WHAT THIS TASK INVOLVES> Give every line back verbatim, dropping all images.

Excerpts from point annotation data

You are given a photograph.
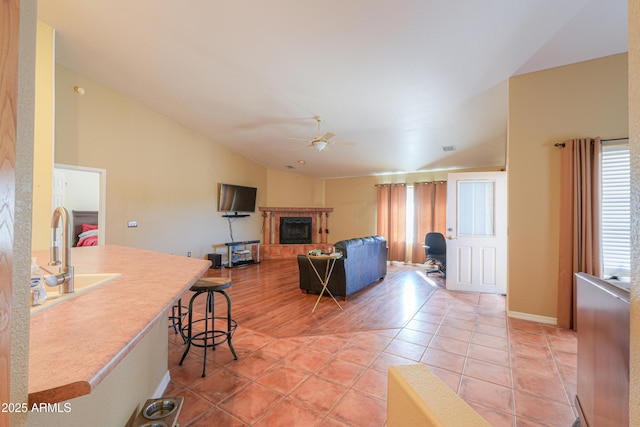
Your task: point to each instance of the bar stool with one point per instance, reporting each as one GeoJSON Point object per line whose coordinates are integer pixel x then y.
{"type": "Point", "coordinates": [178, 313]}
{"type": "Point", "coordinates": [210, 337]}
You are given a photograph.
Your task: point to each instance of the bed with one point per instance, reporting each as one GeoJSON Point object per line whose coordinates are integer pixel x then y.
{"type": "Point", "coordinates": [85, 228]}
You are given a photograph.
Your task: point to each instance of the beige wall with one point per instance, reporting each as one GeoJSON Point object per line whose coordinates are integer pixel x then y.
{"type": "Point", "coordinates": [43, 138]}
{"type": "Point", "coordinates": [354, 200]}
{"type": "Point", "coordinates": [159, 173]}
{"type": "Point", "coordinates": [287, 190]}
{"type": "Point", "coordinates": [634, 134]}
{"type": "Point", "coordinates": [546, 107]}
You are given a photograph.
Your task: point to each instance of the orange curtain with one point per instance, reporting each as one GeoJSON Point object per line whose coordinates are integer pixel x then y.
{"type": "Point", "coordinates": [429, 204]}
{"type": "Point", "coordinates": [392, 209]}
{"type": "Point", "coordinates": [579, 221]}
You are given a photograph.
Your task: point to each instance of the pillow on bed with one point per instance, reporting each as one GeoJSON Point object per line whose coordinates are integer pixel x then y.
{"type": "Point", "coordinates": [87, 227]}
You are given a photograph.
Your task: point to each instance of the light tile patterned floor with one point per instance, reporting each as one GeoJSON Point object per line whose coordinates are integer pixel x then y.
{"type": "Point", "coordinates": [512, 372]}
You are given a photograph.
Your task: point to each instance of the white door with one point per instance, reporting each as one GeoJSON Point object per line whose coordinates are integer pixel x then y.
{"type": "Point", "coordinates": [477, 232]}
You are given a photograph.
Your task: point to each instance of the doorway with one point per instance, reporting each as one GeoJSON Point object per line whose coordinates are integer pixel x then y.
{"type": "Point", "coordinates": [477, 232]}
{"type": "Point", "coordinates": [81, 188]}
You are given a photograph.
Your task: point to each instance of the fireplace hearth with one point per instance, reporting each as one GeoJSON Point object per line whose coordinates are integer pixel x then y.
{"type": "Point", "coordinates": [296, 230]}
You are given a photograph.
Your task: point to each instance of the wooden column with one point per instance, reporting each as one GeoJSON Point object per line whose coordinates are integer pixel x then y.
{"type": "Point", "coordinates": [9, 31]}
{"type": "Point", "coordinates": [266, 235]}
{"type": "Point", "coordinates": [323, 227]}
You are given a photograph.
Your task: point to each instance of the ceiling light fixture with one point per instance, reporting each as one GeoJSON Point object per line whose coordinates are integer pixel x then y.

THE RESPONSE>
You are given a photograph.
Your task: point to each instance of the bar stool with one point per instance, reporting each as one GeoJSON Point object per line whose coordinates are integer pixel x then y.
{"type": "Point", "coordinates": [178, 313]}
{"type": "Point", "coordinates": [210, 337]}
You are given a photograph.
Your task: point to each instance of the bed with one point per instance, reporting each as one GeoJSON Point object per line whose coordinates are integer pixel x then y.
{"type": "Point", "coordinates": [85, 228]}
You are given a photograph.
Your task: point to each instance of the beige wall with one point per instance, reporting each as one GeoJSON Point object per line whose coordinates are integer pixel x then y.
{"type": "Point", "coordinates": [43, 138]}
{"type": "Point", "coordinates": [354, 200]}
{"type": "Point", "coordinates": [159, 173]}
{"type": "Point", "coordinates": [287, 190]}
{"type": "Point", "coordinates": [634, 134]}
{"type": "Point", "coordinates": [546, 107]}
You are given a photograph.
Your task: point to each instance of the orange curtain with one point per instance, reporting each as one GeoJSON Point object per line whose coordinates are integer pixel x then y.
{"type": "Point", "coordinates": [429, 204]}
{"type": "Point", "coordinates": [392, 209]}
{"type": "Point", "coordinates": [579, 221]}
You are given a photograph.
Your task: point to each instance of the pillow on bed with one point per instance, reporting each as one GeoJSON Point object per line whose coordinates are integer pixel x then y.
{"type": "Point", "coordinates": [87, 227]}
You are given a photograph.
Your task: point to each instance of the light tile patterned floor with one point per instance, reporting each as one GeoJSON Point object per line whose coordinates are integer pixel x then y.
{"type": "Point", "coordinates": [512, 372]}
You are given a photograph.
Your task: point to each instance of the white door with one point per instance, reporting each as one GeoJSON Point object per line whose coordinates are integer pixel x then y.
{"type": "Point", "coordinates": [477, 232]}
You are given a photograph.
Your task: point to each instance of the doorway with one point per instance, reporting each as one GeoJSON Point object per line whose coordinates are integer pixel x then y.
{"type": "Point", "coordinates": [477, 232]}
{"type": "Point", "coordinates": [81, 188]}
You are given a photograph.
Your task: point to each instance of the fireplace hearth with one point per instance, reporting each as one GeoJSON Point object per line whose coordinates are integer pixel x then y.
{"type": "Point", "coordinates": [296, 230]}
You are given a photograph.
Your task: point to each instance of the wooden column with one point per instance, reporting each as one GeoJSON Point object per line whose coordinates are integer pixel x then y.
{"type": "Point", "coordinates": [9, 31]}
{"type": "Point", "coordinates": [266, 235]}
{"type": "Point", "coordinates": [323, 227]}
You are given a photograph.
Your task: point to each instance of the ceiling light fixture with one point per instance, reporting each as one GeoJSON Point object per line whose coordinates are integer pixel x then y.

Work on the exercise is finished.